Natural language region descriptions

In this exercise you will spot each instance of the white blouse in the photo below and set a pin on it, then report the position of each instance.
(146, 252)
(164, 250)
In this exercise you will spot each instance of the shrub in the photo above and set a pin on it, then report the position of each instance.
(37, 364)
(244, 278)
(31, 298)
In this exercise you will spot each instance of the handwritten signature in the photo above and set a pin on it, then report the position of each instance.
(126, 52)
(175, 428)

TASK GOAL:
Please retype the records above starting with the line that contains "In this exercise you will spot each instance of the shrub" and stopping after the last line, changing nothing.

EXPECTED OUTPUT:
In this exercise you will spot each instance of the shrub in the photo above and set a pin on it, then report the position of each instance.
(37, 364)
(244, 278)
(31, 298)
In this exercise you will spot each instance of the handwritten signature in the photo above and set a pin on it, then report the position of each instance.
(126, 52)
(175, 428)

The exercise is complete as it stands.